TASKS FOR THIS EXERCISE:
#1 Name every person identified by name in the trucking passage.
#2 Continue the passage on the "uberization of trucking" from where it stops.

___ PAGE EXTRACT

A lot of the “uberization of trucking” sizzle comes from the implied promise of disintermediation: “the elimination of the middleman and the cost the middle person imposes on the marketplace,” said Noël Perry, FTR Associates senior consultant. “The hypothesis is that they’re so efficient, they’re going to put [established brokers] out of business.”
Speaking at Truckstop.com’s Connected 2016 conference in November, Perry explained that unlike taxis, the trucking market lacks a considerable “excess margin” that can be eliminated. Many people believe taxis were overpriced prior to the rise of Uber and competitor Lyft, particularly in underserved markets. Introduction of better prices created new demand for ride-sharing services. That’s not so for owner-operators’ freight rates or demand for transportation from shippers, Perry said.
“There is no evidence in the truck market that lower prices themselves do anything to demand,” Perry said. “The market is infinitely inelastic. There’s no opportunity for a new guy to expand the market that much because they’re a lot cheaper.”
One example of some of the outsize expectations of some tech players can be seen in Cargomatic, based in Los Angeles. In Overdrive’s 2015 story, founder Brett Parker envisioned local LTL hauling based on quick-and-easy partial-load opportunities covered on demand by truckers on their way to another destination.
Cargomatic was one of the first freight-disruptor startups to gain traction in local markets out West. The last couple of years have been anything but smooth, as a planned fast expansion to other local markets hit a wall. According to Business Insider and Wall Street Journal reports last year, the company was operating more or less like a traditional brokerage, with a technological assist.
Another newer startup is the Overhaul app founded by Barry Conlon and others in early 2016. Their big idea was similar to the holy grail of “Uber for trucking” brokerages – to attract high-end shippers that move their freight via the contract freight market to a load-matching situation more resembling the spot market.
In Overhaul’s marketplace, owner-operators and small fleets would build credibility through adherence to milestones tracked by the technology. With each milestone hit, the system would deliver better rates and access to higher-end freight, with no brokering.

______
___ GIVEN INFORMATION

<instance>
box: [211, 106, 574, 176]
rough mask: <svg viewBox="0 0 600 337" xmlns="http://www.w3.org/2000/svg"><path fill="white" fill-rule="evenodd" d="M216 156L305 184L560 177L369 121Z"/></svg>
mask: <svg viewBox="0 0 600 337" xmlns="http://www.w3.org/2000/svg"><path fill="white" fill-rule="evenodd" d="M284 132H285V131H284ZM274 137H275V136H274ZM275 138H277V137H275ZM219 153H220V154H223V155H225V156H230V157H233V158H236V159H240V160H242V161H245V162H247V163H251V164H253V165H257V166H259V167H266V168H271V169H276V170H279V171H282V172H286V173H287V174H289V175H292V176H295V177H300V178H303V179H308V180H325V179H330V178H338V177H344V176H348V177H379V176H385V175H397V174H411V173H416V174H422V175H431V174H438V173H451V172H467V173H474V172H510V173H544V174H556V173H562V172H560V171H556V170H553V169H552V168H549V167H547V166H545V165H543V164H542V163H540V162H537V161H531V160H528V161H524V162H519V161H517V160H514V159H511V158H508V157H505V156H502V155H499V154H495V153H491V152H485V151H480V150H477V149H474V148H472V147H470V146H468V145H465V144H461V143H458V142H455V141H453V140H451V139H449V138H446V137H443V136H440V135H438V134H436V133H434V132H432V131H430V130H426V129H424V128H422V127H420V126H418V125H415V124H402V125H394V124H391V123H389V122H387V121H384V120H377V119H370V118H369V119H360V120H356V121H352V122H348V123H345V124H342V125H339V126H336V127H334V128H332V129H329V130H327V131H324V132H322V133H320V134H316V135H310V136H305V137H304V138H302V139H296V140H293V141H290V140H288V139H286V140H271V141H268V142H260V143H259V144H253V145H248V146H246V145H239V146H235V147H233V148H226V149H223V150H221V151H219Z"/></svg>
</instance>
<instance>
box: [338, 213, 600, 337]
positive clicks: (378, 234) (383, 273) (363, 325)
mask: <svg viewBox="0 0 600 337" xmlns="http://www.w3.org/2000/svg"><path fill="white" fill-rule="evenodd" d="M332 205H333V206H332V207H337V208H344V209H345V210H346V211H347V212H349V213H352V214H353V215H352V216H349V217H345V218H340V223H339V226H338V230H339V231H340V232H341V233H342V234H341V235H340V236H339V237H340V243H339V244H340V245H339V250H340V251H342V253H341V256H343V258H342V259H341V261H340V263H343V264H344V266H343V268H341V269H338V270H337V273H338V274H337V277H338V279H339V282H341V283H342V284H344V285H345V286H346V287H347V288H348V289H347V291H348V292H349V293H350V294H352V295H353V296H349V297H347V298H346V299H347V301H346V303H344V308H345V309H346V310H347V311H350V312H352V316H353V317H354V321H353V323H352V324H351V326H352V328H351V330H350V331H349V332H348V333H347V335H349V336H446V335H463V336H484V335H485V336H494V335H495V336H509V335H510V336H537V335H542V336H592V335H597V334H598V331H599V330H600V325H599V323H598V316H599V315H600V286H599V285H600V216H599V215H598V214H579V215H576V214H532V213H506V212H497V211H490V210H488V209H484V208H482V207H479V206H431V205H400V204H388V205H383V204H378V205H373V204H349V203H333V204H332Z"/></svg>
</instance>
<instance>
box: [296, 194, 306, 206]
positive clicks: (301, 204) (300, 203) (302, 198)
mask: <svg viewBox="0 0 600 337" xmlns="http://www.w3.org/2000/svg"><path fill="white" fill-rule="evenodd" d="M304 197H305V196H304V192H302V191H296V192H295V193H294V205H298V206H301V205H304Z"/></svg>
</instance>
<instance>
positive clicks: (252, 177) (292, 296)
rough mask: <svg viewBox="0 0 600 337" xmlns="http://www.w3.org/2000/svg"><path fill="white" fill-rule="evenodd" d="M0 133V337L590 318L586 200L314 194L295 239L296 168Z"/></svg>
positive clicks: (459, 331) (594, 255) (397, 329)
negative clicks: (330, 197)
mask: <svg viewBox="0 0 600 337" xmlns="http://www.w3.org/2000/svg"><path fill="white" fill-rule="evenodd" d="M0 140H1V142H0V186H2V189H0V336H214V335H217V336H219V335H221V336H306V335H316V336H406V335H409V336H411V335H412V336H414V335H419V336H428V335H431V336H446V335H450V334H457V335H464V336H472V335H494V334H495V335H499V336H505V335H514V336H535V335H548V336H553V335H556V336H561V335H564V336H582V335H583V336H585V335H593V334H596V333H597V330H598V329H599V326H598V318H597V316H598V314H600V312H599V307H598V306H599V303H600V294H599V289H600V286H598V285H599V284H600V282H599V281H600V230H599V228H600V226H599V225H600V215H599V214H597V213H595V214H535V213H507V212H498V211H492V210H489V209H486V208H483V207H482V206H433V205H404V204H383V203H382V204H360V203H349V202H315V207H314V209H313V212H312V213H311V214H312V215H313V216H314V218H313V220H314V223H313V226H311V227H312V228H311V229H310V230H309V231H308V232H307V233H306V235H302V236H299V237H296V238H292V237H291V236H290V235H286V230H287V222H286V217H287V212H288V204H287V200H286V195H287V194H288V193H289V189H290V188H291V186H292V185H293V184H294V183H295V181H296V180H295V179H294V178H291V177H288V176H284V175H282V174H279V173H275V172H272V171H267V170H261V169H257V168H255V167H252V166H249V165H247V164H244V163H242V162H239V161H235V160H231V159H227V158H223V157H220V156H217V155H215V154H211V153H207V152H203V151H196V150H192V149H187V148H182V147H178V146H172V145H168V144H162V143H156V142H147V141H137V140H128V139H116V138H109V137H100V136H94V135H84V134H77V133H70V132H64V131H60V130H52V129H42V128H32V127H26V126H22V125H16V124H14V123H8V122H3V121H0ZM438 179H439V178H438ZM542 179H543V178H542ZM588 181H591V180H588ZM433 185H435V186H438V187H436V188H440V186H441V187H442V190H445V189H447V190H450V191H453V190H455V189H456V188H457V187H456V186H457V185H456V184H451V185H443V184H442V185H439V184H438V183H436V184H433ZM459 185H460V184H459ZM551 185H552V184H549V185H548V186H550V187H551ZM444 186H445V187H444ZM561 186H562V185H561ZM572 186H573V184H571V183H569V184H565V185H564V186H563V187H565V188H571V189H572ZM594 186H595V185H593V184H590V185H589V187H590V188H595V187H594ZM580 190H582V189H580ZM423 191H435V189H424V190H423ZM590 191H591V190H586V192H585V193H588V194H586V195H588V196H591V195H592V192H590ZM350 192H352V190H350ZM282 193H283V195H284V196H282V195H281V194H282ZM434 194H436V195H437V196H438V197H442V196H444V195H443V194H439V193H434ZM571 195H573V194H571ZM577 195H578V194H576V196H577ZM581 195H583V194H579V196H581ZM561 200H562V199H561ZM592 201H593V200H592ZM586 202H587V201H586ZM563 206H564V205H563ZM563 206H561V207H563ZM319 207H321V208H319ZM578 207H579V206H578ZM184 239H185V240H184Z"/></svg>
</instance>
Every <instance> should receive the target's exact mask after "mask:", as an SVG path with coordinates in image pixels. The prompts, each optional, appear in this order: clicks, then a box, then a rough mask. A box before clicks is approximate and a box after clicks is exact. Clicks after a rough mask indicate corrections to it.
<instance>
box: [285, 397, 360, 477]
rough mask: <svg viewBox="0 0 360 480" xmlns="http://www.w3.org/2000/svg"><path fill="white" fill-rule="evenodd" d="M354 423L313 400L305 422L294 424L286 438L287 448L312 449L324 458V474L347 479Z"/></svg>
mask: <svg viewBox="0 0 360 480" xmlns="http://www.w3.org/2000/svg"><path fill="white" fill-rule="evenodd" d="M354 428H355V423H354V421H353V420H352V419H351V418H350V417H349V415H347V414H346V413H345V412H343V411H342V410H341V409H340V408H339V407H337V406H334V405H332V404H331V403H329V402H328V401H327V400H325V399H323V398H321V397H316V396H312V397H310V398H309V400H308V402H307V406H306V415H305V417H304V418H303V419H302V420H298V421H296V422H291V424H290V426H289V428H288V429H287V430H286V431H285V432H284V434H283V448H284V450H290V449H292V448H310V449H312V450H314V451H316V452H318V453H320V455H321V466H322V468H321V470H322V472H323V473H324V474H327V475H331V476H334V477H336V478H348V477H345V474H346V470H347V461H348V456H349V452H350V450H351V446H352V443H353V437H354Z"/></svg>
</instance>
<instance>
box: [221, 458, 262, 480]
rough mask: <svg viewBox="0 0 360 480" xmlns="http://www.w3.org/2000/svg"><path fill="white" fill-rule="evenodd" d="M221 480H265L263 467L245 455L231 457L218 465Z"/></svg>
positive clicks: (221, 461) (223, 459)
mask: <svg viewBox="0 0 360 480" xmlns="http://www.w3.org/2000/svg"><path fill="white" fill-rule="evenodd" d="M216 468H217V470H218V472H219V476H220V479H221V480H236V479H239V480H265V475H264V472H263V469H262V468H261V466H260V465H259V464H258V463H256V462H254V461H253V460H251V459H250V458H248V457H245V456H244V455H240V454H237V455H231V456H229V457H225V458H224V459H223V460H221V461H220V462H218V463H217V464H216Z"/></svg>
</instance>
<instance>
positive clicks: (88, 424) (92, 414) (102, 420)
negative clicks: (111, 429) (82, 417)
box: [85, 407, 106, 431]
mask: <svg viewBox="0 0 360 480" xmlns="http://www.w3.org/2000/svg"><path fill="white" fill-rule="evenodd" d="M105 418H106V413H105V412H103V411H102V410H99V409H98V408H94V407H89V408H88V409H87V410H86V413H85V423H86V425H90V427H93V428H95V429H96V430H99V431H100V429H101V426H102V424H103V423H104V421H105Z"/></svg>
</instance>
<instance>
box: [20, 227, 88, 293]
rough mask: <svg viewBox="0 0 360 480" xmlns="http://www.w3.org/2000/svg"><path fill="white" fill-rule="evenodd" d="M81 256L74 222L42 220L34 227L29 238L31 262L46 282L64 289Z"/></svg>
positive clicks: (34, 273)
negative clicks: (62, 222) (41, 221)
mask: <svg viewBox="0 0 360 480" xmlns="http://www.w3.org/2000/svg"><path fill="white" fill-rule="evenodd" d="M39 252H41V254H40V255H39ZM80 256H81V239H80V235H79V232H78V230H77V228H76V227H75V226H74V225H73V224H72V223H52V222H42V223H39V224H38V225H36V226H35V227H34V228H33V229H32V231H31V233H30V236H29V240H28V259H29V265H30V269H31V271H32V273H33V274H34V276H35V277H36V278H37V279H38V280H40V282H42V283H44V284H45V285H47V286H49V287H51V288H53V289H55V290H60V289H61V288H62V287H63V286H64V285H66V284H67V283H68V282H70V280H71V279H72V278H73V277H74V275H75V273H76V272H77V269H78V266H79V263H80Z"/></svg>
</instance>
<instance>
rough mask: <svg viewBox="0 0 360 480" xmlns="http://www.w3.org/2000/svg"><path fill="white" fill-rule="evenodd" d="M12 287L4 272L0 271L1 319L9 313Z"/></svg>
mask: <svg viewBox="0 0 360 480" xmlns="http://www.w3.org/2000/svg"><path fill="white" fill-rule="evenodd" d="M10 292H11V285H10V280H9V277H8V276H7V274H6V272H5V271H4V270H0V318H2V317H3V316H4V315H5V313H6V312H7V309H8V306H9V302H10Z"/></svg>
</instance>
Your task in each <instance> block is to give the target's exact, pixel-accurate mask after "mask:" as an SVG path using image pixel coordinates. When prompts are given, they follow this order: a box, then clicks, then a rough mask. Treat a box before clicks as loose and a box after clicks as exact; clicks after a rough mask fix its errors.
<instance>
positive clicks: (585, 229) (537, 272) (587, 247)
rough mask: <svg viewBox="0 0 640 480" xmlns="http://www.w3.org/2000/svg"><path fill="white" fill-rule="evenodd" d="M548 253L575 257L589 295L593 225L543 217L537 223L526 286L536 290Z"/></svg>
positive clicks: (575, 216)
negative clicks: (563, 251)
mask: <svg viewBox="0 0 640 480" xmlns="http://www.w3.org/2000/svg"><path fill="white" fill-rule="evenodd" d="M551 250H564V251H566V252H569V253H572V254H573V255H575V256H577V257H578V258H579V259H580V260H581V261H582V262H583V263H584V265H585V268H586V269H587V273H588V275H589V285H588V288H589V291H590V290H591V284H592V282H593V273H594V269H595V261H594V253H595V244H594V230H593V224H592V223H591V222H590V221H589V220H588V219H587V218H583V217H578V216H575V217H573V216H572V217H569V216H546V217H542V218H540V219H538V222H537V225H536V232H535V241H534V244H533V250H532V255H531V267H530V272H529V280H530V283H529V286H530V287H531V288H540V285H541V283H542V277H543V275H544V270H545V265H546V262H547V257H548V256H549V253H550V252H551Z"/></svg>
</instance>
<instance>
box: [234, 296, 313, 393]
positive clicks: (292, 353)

______

RESULTS:
#1 Noël Perry, Brett Parker, Barry Conlon

#2
By this year, however, Conlon had bowed to reality. Who was most interested in his tech platform? “The broker market as it exists today has really embraced what we’re doing,” he says. “Everybody who’s trying to set themselves up to disintermediate the broker market to create this really cool technology – well, it doesn’t take much for an existing broker to really roll out this technology themselves.”
C.H. Robinson in May announced its Carrier Advantage program, intended to reward its highest-performing carriers with first access to freight. Carriers that work closely with C.H. Robinson, meeting volume requirements in relation to carrier size and showing consistency of on-time performance and excellence in other measures, will “get unbridled [and earlier] access to freight,” said Bob Biesterfeld, the company’s president for North American Surface Transportation.
Biesterfeld said that while automation in customer interactions wasn’t moving quickly toward any kind of disintermediation effect in Robinson’s business, the “technology continues to get more relevant” to the freight transaction and movement process.
Independents might not bypass the broker as their principal freight source anytime soon. But increased speed and reduced friction in interactions with freight partners could deliver closer partnerships and more predictable revenue, and more brokers are moving in the same direction. As Drew Herpich of Coyote Logistics noted in the Truckstop.com Connected panel, speaking to brokers, “If you’re not jumping on technology, you’re going to fall behind.”